*** Opening of Data provided ***
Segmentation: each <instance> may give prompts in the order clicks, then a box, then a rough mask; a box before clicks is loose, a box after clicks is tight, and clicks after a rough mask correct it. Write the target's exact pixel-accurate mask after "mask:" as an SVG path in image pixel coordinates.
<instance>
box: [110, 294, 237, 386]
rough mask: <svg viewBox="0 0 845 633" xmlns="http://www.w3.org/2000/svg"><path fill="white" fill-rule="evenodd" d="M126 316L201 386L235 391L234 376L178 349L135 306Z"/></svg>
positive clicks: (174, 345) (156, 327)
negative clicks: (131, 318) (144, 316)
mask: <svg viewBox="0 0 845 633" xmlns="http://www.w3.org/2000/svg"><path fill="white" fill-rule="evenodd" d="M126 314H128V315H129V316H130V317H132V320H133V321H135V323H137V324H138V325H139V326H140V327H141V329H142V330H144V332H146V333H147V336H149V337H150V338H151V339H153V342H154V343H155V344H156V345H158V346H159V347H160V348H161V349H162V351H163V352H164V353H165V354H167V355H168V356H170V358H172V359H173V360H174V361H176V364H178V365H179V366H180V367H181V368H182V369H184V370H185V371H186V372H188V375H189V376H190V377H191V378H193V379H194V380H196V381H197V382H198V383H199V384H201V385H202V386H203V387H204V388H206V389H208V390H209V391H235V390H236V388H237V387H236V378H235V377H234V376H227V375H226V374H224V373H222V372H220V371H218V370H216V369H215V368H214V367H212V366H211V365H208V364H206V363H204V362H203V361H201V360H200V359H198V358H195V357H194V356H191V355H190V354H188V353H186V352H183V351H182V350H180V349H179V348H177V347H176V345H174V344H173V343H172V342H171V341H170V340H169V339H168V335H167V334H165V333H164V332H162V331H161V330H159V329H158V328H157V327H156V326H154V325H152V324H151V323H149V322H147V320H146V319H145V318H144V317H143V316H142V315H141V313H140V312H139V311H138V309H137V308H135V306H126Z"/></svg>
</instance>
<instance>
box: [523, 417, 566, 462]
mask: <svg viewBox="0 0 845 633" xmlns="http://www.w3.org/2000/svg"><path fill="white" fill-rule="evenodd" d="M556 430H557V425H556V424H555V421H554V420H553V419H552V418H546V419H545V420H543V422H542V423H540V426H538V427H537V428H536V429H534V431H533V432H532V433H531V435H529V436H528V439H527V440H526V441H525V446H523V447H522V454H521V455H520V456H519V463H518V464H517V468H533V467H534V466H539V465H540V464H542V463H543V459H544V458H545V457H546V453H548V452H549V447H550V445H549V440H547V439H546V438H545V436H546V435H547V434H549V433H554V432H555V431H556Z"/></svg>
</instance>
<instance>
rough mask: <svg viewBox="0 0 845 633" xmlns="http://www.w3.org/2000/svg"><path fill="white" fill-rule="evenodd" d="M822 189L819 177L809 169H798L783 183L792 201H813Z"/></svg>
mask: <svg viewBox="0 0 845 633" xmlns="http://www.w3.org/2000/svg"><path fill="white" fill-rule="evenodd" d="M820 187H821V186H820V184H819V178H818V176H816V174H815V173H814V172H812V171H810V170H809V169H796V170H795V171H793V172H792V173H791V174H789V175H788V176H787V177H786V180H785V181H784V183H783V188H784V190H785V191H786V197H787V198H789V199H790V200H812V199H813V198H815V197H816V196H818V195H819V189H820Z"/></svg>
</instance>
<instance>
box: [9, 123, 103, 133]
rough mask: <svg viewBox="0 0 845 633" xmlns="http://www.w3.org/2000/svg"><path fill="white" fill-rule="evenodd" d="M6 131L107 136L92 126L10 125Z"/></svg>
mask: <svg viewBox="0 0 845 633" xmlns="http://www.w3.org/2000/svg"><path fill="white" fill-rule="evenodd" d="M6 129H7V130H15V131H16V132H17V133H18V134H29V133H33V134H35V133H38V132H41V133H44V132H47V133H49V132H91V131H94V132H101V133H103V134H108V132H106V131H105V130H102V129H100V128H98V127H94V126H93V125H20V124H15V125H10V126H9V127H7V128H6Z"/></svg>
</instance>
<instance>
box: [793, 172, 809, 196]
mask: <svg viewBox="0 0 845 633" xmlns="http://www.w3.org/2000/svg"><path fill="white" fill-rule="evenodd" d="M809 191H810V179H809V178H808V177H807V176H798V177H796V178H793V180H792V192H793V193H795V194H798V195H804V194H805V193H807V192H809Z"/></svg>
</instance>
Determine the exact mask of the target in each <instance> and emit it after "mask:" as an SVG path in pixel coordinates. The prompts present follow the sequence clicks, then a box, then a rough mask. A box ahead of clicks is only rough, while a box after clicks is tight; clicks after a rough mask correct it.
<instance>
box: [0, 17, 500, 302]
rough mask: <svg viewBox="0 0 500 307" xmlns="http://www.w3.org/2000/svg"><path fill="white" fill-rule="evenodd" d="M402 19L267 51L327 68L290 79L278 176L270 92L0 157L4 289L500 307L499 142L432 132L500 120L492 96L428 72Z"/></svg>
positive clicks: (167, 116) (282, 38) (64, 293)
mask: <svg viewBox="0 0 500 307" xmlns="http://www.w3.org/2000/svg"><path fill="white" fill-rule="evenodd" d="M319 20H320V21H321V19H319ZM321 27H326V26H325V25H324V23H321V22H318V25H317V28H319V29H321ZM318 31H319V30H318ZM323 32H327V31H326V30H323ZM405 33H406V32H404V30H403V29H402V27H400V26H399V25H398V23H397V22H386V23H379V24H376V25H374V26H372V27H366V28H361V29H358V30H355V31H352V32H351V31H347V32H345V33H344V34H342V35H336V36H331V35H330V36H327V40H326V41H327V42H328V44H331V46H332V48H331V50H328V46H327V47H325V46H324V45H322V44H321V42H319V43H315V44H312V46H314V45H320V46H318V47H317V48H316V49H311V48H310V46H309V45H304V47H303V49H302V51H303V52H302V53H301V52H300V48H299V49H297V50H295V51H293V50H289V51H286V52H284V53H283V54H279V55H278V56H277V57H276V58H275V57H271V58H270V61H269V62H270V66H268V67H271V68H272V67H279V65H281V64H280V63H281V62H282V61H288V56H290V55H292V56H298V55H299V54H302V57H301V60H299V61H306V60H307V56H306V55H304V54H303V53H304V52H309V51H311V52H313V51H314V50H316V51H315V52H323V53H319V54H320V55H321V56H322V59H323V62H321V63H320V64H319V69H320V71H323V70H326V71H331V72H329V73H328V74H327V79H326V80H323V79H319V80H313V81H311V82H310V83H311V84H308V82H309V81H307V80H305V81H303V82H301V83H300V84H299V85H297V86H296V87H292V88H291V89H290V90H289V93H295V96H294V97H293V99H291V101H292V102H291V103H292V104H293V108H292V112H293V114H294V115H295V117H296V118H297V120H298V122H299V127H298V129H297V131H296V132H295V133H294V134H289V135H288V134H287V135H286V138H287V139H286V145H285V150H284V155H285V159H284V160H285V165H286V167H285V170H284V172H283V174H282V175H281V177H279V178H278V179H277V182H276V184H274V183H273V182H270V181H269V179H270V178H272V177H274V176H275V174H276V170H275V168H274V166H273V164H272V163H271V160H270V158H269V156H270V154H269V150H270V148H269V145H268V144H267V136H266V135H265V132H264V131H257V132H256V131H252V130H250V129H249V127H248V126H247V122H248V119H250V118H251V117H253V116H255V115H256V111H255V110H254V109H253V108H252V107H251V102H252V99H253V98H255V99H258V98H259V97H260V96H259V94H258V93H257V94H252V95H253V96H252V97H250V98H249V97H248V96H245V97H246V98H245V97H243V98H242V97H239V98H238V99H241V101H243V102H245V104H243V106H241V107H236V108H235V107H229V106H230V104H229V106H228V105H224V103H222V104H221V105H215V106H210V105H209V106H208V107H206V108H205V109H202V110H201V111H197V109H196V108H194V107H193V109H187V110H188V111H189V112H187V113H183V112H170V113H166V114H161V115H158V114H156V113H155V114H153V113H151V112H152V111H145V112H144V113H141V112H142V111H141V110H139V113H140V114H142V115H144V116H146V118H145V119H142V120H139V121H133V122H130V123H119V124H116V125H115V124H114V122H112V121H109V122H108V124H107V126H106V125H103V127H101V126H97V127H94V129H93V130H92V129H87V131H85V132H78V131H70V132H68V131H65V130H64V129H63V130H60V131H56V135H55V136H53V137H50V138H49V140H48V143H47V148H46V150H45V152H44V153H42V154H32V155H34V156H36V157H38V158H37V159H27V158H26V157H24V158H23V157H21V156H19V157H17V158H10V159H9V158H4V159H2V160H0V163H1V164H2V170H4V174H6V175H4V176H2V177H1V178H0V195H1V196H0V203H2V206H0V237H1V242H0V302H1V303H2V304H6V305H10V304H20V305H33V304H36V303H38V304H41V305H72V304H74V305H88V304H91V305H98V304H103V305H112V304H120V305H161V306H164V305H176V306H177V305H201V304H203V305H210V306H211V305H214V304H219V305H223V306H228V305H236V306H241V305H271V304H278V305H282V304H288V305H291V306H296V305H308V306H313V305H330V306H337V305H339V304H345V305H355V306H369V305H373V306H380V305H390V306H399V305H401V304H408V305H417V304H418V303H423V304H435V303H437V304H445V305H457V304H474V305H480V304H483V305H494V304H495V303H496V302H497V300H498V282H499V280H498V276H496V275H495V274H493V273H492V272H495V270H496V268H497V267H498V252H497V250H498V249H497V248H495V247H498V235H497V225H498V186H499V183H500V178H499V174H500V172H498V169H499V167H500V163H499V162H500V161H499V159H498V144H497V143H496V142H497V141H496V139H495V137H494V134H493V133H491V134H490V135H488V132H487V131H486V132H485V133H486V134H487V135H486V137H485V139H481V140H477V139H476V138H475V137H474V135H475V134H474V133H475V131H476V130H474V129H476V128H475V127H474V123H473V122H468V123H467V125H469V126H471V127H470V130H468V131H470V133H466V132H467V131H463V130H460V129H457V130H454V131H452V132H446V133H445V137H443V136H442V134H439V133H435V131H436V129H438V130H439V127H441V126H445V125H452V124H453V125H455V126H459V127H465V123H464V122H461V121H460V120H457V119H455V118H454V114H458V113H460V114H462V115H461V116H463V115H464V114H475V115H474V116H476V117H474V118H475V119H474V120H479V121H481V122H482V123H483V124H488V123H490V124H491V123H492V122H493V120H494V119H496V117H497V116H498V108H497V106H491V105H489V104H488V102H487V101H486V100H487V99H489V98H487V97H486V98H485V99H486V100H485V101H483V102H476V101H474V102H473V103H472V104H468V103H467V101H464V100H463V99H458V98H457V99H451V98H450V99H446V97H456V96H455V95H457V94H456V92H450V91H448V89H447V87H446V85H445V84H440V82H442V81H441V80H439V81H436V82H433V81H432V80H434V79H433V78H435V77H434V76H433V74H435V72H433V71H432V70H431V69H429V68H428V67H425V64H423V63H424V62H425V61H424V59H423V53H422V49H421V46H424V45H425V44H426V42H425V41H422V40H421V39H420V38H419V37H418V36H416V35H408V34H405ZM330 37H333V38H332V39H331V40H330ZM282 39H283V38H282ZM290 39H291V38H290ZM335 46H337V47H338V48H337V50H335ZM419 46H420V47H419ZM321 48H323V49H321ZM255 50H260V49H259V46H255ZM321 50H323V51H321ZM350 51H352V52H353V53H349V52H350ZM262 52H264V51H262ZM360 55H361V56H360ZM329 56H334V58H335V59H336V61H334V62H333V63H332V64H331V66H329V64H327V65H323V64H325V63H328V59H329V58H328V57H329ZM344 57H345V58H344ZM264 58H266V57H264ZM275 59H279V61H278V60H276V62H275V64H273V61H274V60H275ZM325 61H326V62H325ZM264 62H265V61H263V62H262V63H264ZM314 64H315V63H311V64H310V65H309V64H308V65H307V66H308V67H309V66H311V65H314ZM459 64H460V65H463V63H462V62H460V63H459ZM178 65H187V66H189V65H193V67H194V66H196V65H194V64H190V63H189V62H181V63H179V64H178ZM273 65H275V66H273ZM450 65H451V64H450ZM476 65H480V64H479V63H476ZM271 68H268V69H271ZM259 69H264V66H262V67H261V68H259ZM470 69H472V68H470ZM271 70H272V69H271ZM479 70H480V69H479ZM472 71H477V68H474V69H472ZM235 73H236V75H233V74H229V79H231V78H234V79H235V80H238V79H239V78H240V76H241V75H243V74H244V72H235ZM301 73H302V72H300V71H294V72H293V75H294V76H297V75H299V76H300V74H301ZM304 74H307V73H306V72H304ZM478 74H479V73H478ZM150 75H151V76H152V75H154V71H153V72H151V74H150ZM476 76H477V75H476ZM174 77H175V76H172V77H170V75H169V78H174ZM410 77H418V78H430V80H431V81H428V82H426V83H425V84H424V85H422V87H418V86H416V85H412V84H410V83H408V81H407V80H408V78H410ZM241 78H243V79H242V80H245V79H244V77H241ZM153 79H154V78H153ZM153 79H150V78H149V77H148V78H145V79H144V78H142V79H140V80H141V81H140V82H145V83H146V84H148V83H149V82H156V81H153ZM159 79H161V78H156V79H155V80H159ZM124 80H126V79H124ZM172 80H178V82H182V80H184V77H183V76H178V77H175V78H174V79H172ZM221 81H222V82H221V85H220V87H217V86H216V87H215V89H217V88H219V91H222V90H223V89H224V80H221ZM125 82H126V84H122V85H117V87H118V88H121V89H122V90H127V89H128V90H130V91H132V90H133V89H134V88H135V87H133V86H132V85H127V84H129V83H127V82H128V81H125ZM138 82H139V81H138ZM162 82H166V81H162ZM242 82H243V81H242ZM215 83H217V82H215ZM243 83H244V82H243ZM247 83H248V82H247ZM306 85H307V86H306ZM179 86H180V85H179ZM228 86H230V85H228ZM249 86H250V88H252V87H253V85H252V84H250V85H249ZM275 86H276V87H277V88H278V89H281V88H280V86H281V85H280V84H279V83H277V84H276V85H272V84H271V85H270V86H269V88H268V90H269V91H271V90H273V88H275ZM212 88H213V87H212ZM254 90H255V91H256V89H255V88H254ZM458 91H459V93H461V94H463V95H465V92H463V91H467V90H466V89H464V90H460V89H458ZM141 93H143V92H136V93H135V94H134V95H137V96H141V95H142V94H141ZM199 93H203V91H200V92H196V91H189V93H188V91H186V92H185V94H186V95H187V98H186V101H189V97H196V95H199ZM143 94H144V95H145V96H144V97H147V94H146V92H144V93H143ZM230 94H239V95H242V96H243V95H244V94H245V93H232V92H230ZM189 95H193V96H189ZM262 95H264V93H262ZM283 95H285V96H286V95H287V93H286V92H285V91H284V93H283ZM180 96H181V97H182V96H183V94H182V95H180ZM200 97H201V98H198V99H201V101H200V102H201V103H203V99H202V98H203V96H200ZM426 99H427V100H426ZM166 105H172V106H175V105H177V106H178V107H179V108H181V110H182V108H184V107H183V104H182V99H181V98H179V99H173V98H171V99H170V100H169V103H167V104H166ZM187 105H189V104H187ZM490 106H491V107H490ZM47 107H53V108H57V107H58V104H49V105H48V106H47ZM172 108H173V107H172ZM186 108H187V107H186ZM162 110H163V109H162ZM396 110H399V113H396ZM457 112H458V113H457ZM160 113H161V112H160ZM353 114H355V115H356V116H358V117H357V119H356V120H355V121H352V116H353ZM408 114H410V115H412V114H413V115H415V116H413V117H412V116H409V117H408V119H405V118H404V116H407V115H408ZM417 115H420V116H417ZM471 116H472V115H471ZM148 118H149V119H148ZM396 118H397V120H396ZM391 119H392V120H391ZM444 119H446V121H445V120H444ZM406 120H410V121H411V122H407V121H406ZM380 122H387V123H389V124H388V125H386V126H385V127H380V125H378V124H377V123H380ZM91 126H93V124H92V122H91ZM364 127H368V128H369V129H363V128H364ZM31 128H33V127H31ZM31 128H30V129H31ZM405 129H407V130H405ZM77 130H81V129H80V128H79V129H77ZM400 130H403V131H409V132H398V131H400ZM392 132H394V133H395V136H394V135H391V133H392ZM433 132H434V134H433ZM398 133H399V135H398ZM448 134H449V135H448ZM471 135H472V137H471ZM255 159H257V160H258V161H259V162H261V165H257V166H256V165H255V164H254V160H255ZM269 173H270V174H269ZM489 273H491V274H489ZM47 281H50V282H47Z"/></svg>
*** Close of Data provided ***
**Instructions to follow:** Reproduce verbatim the rows above, from the very first line through the line containing "box: [110, 294, 237, 386]", inclusive.

**Answer space:**
Segmentation: each <instance> may give prompts in the order clicks, then a box, then a rough mask; a box before clicks is loose, a box after clicks is tight, and clicks after a rough mask correct it. Write the target's exact pixel-accurate mask after "mask:" as an SVG path in image pixel coordinates.
<instance>
box: [110, 294, 237, 386]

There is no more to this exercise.